What the task requires —
Copy the passage of the Rust grapheme thread below from "Manishearth commented 2" to "hide that cost.", word for word.

Selected excerpt —
## BEGIN
I am not sure why you feel I am being "so aggressive", so I am sorry that you feel that way. I was just confused, and your response didn't clarify your position. I am as chill as an ice cube--I am hopeful you knowing so will help you feel less attacked (???).

I appreciate you taking the extra time to clarify all these points.

If you are willing, and have time, could you please follow up with answers to these questions?

1) Grapheme handling is always expensive, is it not? Isn't this implied in the process itself? 2) Is there another way that similar methods/needs could be implemented? I am a little confused on this. I understand what you are telling me about expensive methods, but I am confused about how one would actually use your library without 1) such methods, or 2) continually writing wet code that uses iterators everywhere (and I am not sure how this helps with processing cost?). From my perspective, it sounds like you are basically saying "use graphemes all by themselves, or don't", but graphemes are a standard part of unicode strings, and for something like a parsing library, graphemes may need to be used exclusively, so how could this expense be bypassed, or implemented differently? I am confused with what you are saying, because from my perspective it seems that you need some way to convert from grapheme indecies to byte indecies if you want any hope of (usefully, and dryly) interfacing with the standard str primitive methods in Rust. I am sorry if I myself am sounding thick headed... it may very well be my lack of experience with Rust, it is just from my perspective this all seems like "You can use our library, but only in one limited way. To use it any other way, you will need to implement common methods on your own traits, or in public methods". It seems to me that these methods fit right into your library, and that any user of such methods would inherently know that parsing in such a way is expensive. 🤷🏻‍♂️ 3) Does Rust have a standard convention (naming or otherwise) for "this is expensive, use at your own risk"? 4) Coming from other languages, I am quite surprised with primitive pollution... is this standard practice in Rust? Now I understand this isn't exactly "pollution" in the sense that a trait is being used, and nothing itself about the standard str primitive is being modified, but there is also no way to "undo" the methods that are added to the str primitive through this trait (hence why I use the term "pollution"). Are you telling me that no one who does so (implementing on primitives) with crates, has a way to opt out of it? This seems strange to me at a language/practice level.

I am not being aggressive. I am trying to understand your perspective (and the perspective of the Rust community at large) so I can be a better developer. I appreciate any of your time that you choose to give me.

Manishearth commented 2 years ago

Grapheme handling is always expensive, is it not? Isn't this implied in the process itself?

Not everyone understands the cost, and the more you abstract it away the less clear it is. It is always expensive, but the current API exposes iterators so it's quite clear that it's an iterative API. Exposing it as an indexy API would hide that cost.
## END
Raw data —
## BEGIN
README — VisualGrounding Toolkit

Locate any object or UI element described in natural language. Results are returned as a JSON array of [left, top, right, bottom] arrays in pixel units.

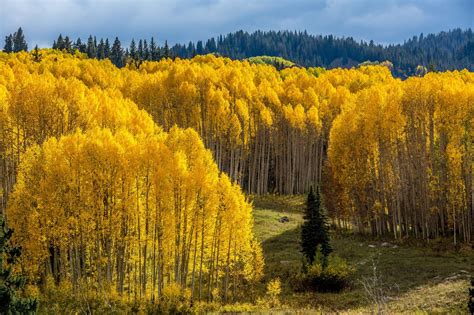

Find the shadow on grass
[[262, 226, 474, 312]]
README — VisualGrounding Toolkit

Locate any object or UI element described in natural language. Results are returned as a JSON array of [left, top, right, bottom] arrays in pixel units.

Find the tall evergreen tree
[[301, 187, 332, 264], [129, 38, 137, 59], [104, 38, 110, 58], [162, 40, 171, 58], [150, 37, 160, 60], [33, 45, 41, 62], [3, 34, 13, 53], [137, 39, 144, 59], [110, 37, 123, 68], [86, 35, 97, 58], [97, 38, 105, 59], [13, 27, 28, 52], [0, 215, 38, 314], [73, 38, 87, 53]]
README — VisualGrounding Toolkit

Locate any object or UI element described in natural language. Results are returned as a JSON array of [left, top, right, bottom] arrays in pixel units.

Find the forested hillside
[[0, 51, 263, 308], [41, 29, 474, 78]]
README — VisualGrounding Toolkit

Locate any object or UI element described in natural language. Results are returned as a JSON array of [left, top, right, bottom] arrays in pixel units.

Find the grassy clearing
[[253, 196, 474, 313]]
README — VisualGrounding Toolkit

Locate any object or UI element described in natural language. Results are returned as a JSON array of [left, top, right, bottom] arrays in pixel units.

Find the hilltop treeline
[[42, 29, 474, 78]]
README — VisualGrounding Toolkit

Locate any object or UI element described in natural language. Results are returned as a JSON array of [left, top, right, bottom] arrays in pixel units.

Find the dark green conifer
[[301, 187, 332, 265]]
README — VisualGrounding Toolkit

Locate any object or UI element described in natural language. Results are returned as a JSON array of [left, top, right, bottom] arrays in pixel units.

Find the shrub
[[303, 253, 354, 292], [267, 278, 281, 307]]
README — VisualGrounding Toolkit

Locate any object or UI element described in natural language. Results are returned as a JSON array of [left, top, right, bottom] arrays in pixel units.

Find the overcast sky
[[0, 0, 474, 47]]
## END
Exercise solution —
Manishearth commented 2 years ago

Grapheme handling is always expensive, is it not? Isn't this implied in the process itself?

Not everyone understands the cost, and the more you abstract it away the less clear it is. It is always expensive, but the current API exposes iterators so it's quite clear that it's an iterative API. Exposing it as an indexy API would hide that cost.